Supplied records:
==========

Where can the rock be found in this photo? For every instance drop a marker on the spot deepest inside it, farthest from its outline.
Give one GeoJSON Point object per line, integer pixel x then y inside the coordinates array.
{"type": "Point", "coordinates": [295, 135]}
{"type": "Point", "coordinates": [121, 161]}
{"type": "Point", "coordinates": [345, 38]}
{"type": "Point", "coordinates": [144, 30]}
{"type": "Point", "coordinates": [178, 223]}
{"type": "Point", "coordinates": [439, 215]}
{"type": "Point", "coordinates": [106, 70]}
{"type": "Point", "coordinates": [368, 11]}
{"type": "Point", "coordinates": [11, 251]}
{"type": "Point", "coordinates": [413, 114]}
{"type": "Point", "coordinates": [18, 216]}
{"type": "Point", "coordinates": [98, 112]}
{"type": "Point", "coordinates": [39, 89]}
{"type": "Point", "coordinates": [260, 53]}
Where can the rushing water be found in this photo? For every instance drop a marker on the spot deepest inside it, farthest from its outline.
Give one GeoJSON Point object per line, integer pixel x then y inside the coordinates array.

==========

Quote everything in the listing above, from the line containing "Where can the rushing" down to the end of the listing, reproducing each line word for word.

Answer to this task:
Where can the rushing water be found in this photo? For every instance drop a marker on the spot deepest inside it, farthest from its outline.
Give one GeoJSON Point object per line, integer pixel x then y inside the coordinates array.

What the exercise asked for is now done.